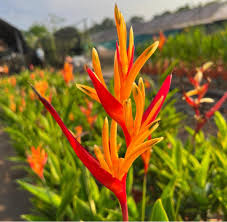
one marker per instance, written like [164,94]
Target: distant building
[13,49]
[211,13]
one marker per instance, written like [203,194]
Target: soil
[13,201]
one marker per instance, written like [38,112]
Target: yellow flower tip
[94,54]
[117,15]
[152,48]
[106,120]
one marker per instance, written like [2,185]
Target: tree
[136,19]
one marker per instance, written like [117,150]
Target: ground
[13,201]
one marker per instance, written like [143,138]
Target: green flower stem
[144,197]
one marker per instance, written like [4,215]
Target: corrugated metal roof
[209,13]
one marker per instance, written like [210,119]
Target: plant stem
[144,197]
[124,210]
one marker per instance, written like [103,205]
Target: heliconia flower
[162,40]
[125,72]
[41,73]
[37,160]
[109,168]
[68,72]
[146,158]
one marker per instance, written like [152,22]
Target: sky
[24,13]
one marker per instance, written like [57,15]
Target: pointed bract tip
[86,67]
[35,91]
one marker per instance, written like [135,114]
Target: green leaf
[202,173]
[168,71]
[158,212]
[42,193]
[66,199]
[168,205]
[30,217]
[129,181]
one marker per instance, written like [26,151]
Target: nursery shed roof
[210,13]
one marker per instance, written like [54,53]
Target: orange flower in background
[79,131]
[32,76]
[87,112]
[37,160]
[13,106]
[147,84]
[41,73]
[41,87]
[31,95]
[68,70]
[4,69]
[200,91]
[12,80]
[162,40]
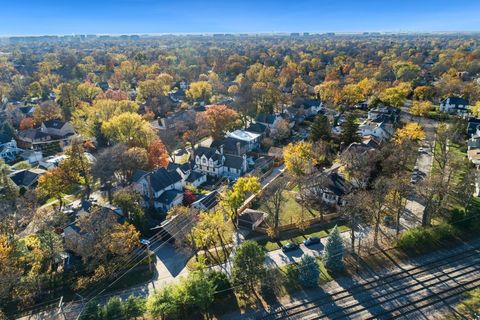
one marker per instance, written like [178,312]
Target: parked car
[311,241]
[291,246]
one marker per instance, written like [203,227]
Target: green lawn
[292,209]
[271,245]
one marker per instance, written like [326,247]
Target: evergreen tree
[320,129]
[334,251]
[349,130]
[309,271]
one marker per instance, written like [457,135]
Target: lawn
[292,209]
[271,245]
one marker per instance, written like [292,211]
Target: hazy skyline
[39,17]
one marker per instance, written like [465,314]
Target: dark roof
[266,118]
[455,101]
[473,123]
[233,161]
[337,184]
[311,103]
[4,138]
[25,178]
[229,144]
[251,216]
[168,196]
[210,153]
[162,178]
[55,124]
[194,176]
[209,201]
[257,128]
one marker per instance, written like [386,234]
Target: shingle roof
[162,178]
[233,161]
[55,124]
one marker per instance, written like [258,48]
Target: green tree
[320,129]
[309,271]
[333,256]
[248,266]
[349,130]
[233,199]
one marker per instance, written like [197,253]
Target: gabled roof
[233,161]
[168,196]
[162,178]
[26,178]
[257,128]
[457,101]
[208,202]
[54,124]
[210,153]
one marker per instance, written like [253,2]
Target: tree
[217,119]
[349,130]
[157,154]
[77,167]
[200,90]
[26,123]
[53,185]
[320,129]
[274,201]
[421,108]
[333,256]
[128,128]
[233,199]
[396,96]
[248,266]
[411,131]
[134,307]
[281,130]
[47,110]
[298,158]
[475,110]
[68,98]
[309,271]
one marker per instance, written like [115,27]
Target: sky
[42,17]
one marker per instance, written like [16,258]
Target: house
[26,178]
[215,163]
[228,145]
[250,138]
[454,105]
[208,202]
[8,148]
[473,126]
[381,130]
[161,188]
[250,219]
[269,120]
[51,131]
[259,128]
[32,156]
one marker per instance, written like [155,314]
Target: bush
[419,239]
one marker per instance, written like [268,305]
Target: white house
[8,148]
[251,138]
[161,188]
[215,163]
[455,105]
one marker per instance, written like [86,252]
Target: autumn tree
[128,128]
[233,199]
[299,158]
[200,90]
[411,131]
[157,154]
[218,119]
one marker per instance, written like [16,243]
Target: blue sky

REQUIREMENT:
Quote the records in full and exactly; skip any image.

THE REPLY:
one marker per instance, written like [164,94]
Target: distant building
[13,49]
[211,13]
one marker per instance, written like [203,194]
Target: soil
[13,201]
one marker per instance, written like [38,112]
Target: yellow flower tip
[94,54]
[117,15]
[152,48]
[106,120]
one marker per instance, written like [2,185]
Target: tree
[136,19]
one marker per instance, written like [117,150]
Target: ground
[13,201]
one marker per instance, written like [143,138]
Target: green flower stem
[144,197]
one marker per instance, written like [4,215]
Target: corrugated metal roof
[209,13]
one marker per instance, written like [210,119]
Target: plant stem
[144,197]
[124,210]
one marker per instance, written like [103,205]
Target: heliconia flower
[162,40]
[125,72]
[41,73]
[37,160]
[109,168]
[68,72]
[146,158]
one marker per instance, written like [152,22]
Target: sky
[24,13]
one marker per instance, written like [57,15]
Target: pointed bract tip
[86,67]
[35,91]
one marker per instance, written like [135,114]
Target: green leaf
[202,173]
[168,71]
[158,212]
[42,193]
[66,199]
[168,205]
[30,217]
[129,181]
one marker per instance, written like [26,151]
Target: nursery shed roof
[210,13]
one marker per instance, written like [54,53]
Target: orange flower in background
[79,131]
[32,76]
[87,112]
[37,160]
[13,106]
[147,84]
[41,73]
[41,87]
[31,95]
[68,70]
[4,69]
[200,91]
[12,80]
[162,40]
one marker per instance, written like [178,312]
Target: parked car
[311,241]
[291,246]
one marker per instance, written like [203,227]
Target: green lawn
[292,209]
[271,245]
one marker per instance, written like [326,247]
Target: evergreen tree
[320,129]
[334,251]
[349,130]
[309,271]
one marker per instance, written like [457,135]
Target: lawn
[292,209]
[271,245]
one marker per instance, written like [292,211]
Target: hazy skyline
[39,17]
one marker per instance, written like [465,314]
Target: dark roof
[266,118]
[455,101]
[473,123]
[233,161]
[337,184]
[311,103]
[4,138]
[25,178]
[229,144]
[251,216]
[168,196]
[210,153]
[162,178]
[55,124]
[194,176]
[209,201]
[257,128]
one marker per instance, written like [386,234]
Target: shingle roof
[162,178]
[233,161]
[55,124]
one marker per instance, written like [258,48]
Target: green tree
[320,129]
[309,271]
[333,256]
[248,266]
[349,130]
[233,199]
one marker per instance, written like [197,253]
Target: gabled roof
[233,161]
[168,196]
[162,178]
[26,178]
[257,128]
[457,101]
[208,202]
[54,124]
[210,153]
one marker per instance, written like [253,2]
Target: tree
[217,119]
[349,130]
[157,154]
[77,167]
[200,90]
[26,123]
[53,185]
[320,129]
[274,201]
[421,108]
[333,256]
[128,128]
[233,199]
[396,96]
[248,266]
[411,131]
[134,307]
[281,130]
[47,110]
[298,158]
[475,110]
[68,98]
[309,271]
one marker per instance, written like [115,27]
Target: sky
[42,17]
one marker per instance, written like [16,258]
Target: house
[26,178]
[215,163]
[228,145]
[250,138]
[454,105]
[208,202]
[8,148]
[473,126]
[381,130]
[161,188]
[250,219]
[269,120]
[51,131]
[259,128]
[32,156]
one marker per instance, written like [155,314]
Target: bush
[419,239]
one marker per instance, written like [268,305]
Target: white house
[8,148]
[251,138]
[161,188]
[215,163]
[455,105]
one marker per instance, written like [86,252]
Target: autumn tree
[128,128]
[233,199]
[299,158]
[200,90]
[411,131]
[157,154]
[218,119]
one marker per instance, written like [16,243]
Target: blue sky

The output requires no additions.